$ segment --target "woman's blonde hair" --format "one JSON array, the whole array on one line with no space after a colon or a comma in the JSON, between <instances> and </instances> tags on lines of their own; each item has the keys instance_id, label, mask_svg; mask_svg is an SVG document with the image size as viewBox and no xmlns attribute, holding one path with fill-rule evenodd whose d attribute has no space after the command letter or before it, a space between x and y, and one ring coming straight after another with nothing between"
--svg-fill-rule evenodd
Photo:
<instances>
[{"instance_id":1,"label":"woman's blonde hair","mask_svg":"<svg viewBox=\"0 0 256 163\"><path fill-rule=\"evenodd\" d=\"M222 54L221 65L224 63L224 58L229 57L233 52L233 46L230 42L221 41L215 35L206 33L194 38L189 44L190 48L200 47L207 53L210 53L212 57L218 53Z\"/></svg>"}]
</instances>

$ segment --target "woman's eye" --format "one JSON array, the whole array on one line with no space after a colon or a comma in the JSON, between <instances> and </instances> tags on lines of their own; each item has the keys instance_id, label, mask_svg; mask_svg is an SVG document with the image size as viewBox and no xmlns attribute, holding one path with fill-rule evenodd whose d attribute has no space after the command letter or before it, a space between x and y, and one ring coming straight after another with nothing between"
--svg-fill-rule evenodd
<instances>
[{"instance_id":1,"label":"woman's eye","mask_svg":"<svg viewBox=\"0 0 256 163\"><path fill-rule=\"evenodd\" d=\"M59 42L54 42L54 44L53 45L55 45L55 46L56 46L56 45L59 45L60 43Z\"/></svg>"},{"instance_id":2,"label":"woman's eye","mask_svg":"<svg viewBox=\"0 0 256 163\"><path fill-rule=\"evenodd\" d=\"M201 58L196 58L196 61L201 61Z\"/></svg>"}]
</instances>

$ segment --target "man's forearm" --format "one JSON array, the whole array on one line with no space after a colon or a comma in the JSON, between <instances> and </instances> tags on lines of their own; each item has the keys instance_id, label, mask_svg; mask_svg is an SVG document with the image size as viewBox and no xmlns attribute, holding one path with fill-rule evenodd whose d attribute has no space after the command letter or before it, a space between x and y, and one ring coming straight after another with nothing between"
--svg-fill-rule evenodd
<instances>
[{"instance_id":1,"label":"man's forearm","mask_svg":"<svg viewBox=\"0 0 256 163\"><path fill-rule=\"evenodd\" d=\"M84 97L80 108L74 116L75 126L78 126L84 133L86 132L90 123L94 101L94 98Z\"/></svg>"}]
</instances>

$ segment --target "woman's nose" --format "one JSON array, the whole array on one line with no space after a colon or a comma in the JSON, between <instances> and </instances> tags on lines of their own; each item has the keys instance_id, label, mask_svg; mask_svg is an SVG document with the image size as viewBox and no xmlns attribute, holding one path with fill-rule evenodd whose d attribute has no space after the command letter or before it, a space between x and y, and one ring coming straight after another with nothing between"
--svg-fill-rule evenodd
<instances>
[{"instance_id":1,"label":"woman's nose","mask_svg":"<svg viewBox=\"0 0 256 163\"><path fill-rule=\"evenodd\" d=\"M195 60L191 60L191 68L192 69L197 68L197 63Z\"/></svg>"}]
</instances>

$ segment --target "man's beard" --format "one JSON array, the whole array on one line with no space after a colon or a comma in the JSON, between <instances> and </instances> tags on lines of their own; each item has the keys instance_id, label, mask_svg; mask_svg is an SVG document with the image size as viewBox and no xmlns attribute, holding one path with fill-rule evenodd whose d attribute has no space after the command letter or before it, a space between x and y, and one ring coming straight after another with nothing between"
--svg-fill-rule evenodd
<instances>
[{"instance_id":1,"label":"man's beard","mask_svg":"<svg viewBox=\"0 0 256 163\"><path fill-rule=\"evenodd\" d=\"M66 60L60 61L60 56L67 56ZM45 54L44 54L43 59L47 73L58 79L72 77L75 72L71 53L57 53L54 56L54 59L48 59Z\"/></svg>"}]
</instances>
···
▶ _EXERCISE TASK_: Every line above should be retyped exactly as given.

▶ _COMPLETE RESPONSE_:
$ segment --target "woman's blonde hair" --format "one JSON array, the whole array on one line with no space after a colon or a comma in the JSON, between <instances> and </instances> tags on lines of their own; each item has the keys instance_id, label, mask_svg; mask_svg is an SVG document with the image size as viewBox and no xmlns attribute, holding one path with fill-rule evenodd whose d attribute has no space after the command letter or before it, a space between x and y, and one ring coming straight after another with nothing between"
--svg-fill-rule evenodd
Photo:
<instances>
[{"instance_id":1,"label":"woman's blonde hair","mask_svg":"<svg viewBox=\"0 0 256 163\"><path fill-rule=\"evenodd\" d=\"M222 54L221 65L224 63L224 58L229 57L233 52L233 46L230 42L221 41L215 35L206 33L194 38L189 44L190 48L200 47L207 53L210 53L212 57L218 53Z\"/></svg>"}]
</instances>

$ segment --target "woman's eye" --format "one JSON array, the whole array on one line with no space after a colon or a comma in the JSON, between <instances> and </instances> tags on lines of their own; each item has the keys instance_id, label, mask_svg; mask_svg is an SVG document with the image size as viewBox and no xmlns attribute, holding one path with fill-rule evenodd whose d attribute has no space after the command letter or before it, a space between x and y, and one ring coming straight after another with nothing between"
--svg-fill-rule evenodd
<instances>
[{"instance_id":1,"label":"woman's eye","mask_svg":"<svg viewBox=\"0 0 256 163\"><path fill-rule=\"evenodd\" d=\"M59 42L54 42L54 44L53 45L55 45L55 46L56 46L56 45L59 45L60 43Z\"/></svg>"},{"instance_id":2,"label":"woman's eye","mask_svg":"<svg viewBox=\"0 0 256 163\"><path fill-rule=\"evenodd\" d=\"M201 58L196 58L196 61L201 61Z\"/></svg>"}]
</instances>

$ segment --target "man's forearm" --format "one JSON array, the whole array on one line with no space after a colon or a comma in the JSON, between <instances> and </instances> tags on lines of their own; each item has the keys instance_id, label, mask_svg; mask_svg is an SVG document with the image size as viewBox and no xmlns attribute, holding one path with fill-rule evenodd whose d attribute has no space after the command letter or before it, a space between x and y, and one ring coming straight after another with nothing between"
--svg-fill-rule evenodd
<instances>
[{"instance_id":1,"label":"man's forearm","mask_svg":"<svg viewBox=\"0 0 256 163\"><path fill-rule=\"evenodd\" d=\"M84 97L80 108L74 116L75 126L78 126L84 133L86 132L90 123L94 101L94 98Z\"/></svg>"}]
</instances>

$ segment --target "woman's nose" --format "one JSON array, the whole array on one line with no space after a colon or a comma in the JSON, between <instances> and </instances> tags on lines of their own; each item has the keys instance_id, label, mask_svg; mask_svg is an SVG document with the image size as viewBox and no xmlns attribute, holding one path with fill-rule evenodd whose d attribute has no space after the command letter or before it, a space between x and y, and one ring coming straight after another with nothing between"
--svg-fill-rule evenodd
<instances>
[{"instance_id":1,"label":"woman's nose","mask_svg":"<svg viewBox=\"0 0 256 163\"><path fill-rule=\"evenodd\" d=\"M195 60L191 60L191 68L192 69L197 68L197 63Z\"/></svg>"}]
</instances>

$ segment --target "man's beard" --format "one JSON array, the whole array on one line with no space after a colon or a comma in the JSON, between <instances> and </instances> tags on lines of their own; each item has the keys instance_id, label, mask_svg; mask_svg is an SVG document with the image size as viewBox and no xmlns attribute, holding one path with fill-rule evenodd whose d attribute has no space after the command letter or before it, a space between x and y, and one ring coming straight after another with nothing between"
--svg-fill-rule evenodd
<instances>
[{"instance_id":1,"label":"man's beard","mask_svg":"<svg viewBox=\"0 0 256 163\"><path fill-rule=\"evenodd\" d=\"M66 60L60 61L60 56L67 56ZM45 54L44 54L43 59L47 73L58 79L72 77L75 72L71 53L57 53L54 56L54 59L48 59Z\"/></svg>"}]
</instances>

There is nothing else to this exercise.